§ **DATA FOR ANALYSIS**:

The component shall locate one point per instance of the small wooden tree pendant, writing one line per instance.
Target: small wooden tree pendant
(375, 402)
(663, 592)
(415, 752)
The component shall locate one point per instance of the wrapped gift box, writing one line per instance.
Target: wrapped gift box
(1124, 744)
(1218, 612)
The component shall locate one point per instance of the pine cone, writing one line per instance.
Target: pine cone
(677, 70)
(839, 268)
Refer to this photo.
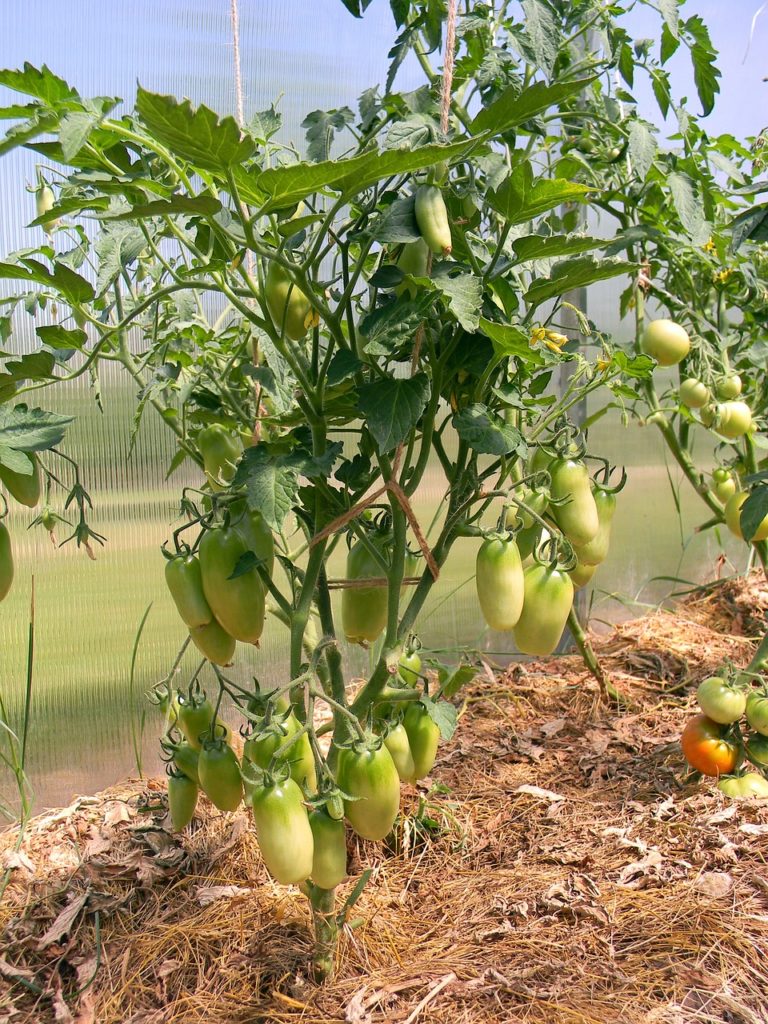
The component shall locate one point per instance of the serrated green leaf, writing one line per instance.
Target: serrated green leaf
(284, 186)
(31, 429)
(514, 108)
(464, 292)
(392, 408)
(689, 208)
(197, 135)
(642, 146)
(270, 488)
(574, 273)
(486, 432)
(508, 340)
(55, 336)
(754, 510)
(40, 83)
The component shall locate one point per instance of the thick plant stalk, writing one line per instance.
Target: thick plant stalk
(326, 931)
(607, 690)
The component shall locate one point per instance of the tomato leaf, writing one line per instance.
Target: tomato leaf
(392, 408)
(486, 432)
(196, 135)
(754, 510)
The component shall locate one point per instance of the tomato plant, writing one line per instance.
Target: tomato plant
(315, 333)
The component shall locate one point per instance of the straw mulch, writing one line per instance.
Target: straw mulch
(565, 872)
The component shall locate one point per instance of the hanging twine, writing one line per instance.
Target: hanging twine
(392, 486)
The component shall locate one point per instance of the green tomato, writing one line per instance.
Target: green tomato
(666, 341)
(721, 700)
(330, 857)
(6, 561)
(368, 772)
(397, 743)
(239, 603)
(219, 774)
(409, 668)
(431, 217)
(744, 786)
(423, 736)
(596, 551)
(25, 487)
(693, 393)
(214, 642)
(284, 832)
(735, 420)
(182, 800)
(221, 451)
(757, 712)
(499, 581)
(578, 517)
(289, 307)
(733, 517)
(413, 261)
(256, 535)
(184, 581)
(549, 596)
(723, 483)
(364, 609)
(729, 387)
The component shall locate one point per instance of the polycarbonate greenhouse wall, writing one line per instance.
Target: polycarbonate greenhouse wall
(301, 56)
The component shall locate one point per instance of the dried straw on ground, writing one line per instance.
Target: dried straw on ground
(570, 877)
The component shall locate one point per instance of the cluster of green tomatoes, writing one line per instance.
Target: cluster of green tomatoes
(550, 540)
(716, 742)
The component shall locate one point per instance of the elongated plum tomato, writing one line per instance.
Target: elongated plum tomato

§ **AIM OF THE TASK**:
Reproduce exactly the lines from the beginning of the material down to the line containing "green leaf, writing one line per instance.", both ends included, but not the pictures or anything after.

§ **YOUR RESPONSE**:
The component shall locate one point per instance of the small wooden tree pendant, writing one line per instance.
Target: small wooden tree pendant
(375, 402)
(663, 592)
(415, 752)
The component shall locate one point per instance of the wrapped gift box, writing one line per instance.
Target: wrapped gift box
(1124, 744)
(1218, 612)
The component shall locate one point per instance of the pine cone, writing one line per instance.
Target: pine cone
(677, 70)
(839, 268)
Refer to this photo.
The component shall locate one point per instance of the serrated green leaf, writing one line per instance.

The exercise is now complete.